* _WHAT NEEDS TO BE DONE_
Can you give the listing again with "wooden" swapped for "timber" wherever it occurs, leaving everything else unchanged?

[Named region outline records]

_ _ _

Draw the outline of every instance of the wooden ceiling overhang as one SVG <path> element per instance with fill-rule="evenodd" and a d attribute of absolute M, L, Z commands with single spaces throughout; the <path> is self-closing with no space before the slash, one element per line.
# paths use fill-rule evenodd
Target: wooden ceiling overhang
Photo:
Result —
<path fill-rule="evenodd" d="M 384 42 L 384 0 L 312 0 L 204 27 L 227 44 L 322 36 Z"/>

_ _ _

* _OUTPUT FOR THIS EXERCISE_
Draw the outline of every instance of the timber ceiling overhang as one SVG <path> element per instance with fill-rule="evenodd" and a d attribute of absolute M, L, Z commands with single spaces throughout; the <path> is self-closing with no space before the slash, one element per line.
# paths use fill-rule evenodd
Target: timber ceiling overhang
Photo:
Result —
<path fill-rule="evenodd" d="M 384 42 L 384 0 L 312 0 L 204 27 L 227 44 L 322 36 Z"/>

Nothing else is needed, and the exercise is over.